> _EXERCISES_
a – Quote the passage of the patent text on image forming air flow paths that starts at "BACKGROUND OF THE" and ends at "air flow paths.".
b – Pick up the patent text on image forming air flow paths after its last sentence and keep writing it.

> _PAGE_
<<<<

Image forming apparatus having plural air flow paths

Abstract

An image forming apparatus for forming an image including: a photoreceptor; a charging apparatus for charging the photoreceptor; and exposure apparatus for exposing an image onto the charged photoreceptor and forming an electrostatic latent image on the photoreceptor; a development apparatus for developing the electrostatic latent image on the photoreceptor; and a plural kinds of air flow paths for discharging air out of the apparatus by ventilating the air in an axial direction of the photoreceptor; wherein air flow directions in the plural kinds of air flow paths are made to be one and the same direction.

Description

CROSS REFERENCE TO RELATED APPLICATION

The present application is based on Japanese Patent Application No. 2007-213456 filed with Japanese Patent Office on Aug. 20, 2007, the entire content of which is hereby incorporated by reference.

BACKGROUND OF THE INVENTION

1. Field of the Invention

The present invention relates to an image forming apparatus for forming an image on a sheet by an electrophotographic process, particularly to an image forming apparatus incorporating a plurality of air flow paths.

2. Description of the Related Art

The image forming apparatus based on electrophotographic process is provided with a passage for guiding the cooling air for cooling a fixing apparatus and development apparatus, the air including the ozone generated in a charging apparatus, and the air containing scattered toner, to ensure that the air, processed with dust protection and ozone elimination measures, is discharged out of the image forming apparatus.

Means are devised to ensure that cooling and ozone elimination steps can be taken effectively even when the apparatus is designed in a compact configuration and various forms of components inside the apparatus are packed in compact arrangements.

For example, the Japanese Unexamined Patent Application Publication No. 10-115958 (JPA10-115958) discloses an image forming apparatus wherein a ventilation duct is installed between the cleaning apparatus and fixing apparatus and an outer air intake fan is arranged in the vicinity of the charging apparatus. The incoming air is led in the axial direction of the aforementioned photoreceptor inwardly (one way only), and is then led in the axial direction of the aforementioned photoreceptor inside the aforementioned ventilation duct outwardly to be discharged out of the image forming apparatus.

In the image forming apparatus of JPA10-115958, the direction of air flowing in the vicinity of the charging apparatus is opposite that of the air flowing through the ventilation duct between the cleaning apparatus and fixing apparatus.

Such an airflow path cannot be said to be a rational and effective flow path in an image forming apparatus of compact configuration.

>>>>

> _INFORMATION SHOWN_
<<<<

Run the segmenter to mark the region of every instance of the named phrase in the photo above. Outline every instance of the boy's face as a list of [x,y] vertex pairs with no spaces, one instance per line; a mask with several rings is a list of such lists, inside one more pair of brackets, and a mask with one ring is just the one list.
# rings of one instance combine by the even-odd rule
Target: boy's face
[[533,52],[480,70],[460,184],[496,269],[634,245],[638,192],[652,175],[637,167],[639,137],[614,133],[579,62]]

>>>>

> _RESPONSES TO THE TASKS_
a –
BACKGROUND OF THE INVENTION

1. Field of the Invention

The present invention relates to an image forming apparatus for forming an image on a sheet by an electrophotographic process, particularly to an image forming apparatus incorporating a plurality of air flow paths.

b –
To be more specific, air flows through the image forming apparatus in two opposite directions. If two air paths are arranged close to each other in a compact version, two streams of air flowing in opposite directions will interfere with each other. Thus, one air stream will hinder the other air stream, with the result that the effects of cooling, ozone elimination and scattered toner recovery may be reduced.

To solve this problem, the air flow paths must be separated from each other. This will make it difficult to design a compact apparatus.

Several types of air flow paths arranged around the development apparatus in particular are close to one another, and there will be serious interference among flow paths.

The object of the present invention is to solve such a problem and to provide an image forming apparatus of compact design wherein sufficient ozone elimination, recovery of scattered toner and cooling of development apparatus are ensured.

SUMMARY

The aforementioned object can be achieved by the following image forming apparatus reflecting one aspect of the present invention:

An image forming apparatus for forming an image, including:

a photoreceptor;

a charging apparatus for charging the photoreceptor;

an exposure apparatus for exposing an image onto the charged photoreceptor and forming an electrostatic latent image on the photoreceptor;

a development apparatus for developing the electrostatic latent image on the photoreceptor; and

a plural kinds of air flow paths for discharging air out of the apparatus by ventilating the air in an axial direction of the photoreceptor;

wherein air flow directions in the plural kinds of air flow paths are made to be one and the same direction.

BRIEF DESCRIPTION OF THE DRAWINGS

These and other objects, advantages and features of the invention will become apparent from the following description thereof taken in conjunction with the accompanying drawings in which:

FIG. 1 is a drawing representing the overall structure of the image forming apparatus A as an embodiment of the present invention;

FIG. 2 is a cross sectional view representing the front surface of the image forming apparatus A, wherein the structure in the vicinity of a development apparatus is shown;

FIG. 3 is a perspective view taken along arrow line A-A of FIG. 2;

FIG. 4 is a perspective view taken along arrow line B-B of FIG. 2;

FIG. 5 is a diagram representing the air flow path of the image forming apparatus; and

FIG. 6 is a diagram representing that air flows in one and the same direction.

DETAILED DESCRIPTION OF THE PREFERRED EMBODIMENTS

The following describes the present invention with reference to the embodiment of the present invention, without the present invention being restricted thereto.

FIG. 1 is a drawing representing the overall structure of the image forming apparatus A as an embodiment of the present invention.

The image forming apparatus A is what is called the tandem type color image forming apparatus, and includes a plurality of image forming units 10Y, 10M, 10C and 10K, a belt-like intermediate transfer member 6, a sheet feed apparatus 20 and a fixing apparatus 30.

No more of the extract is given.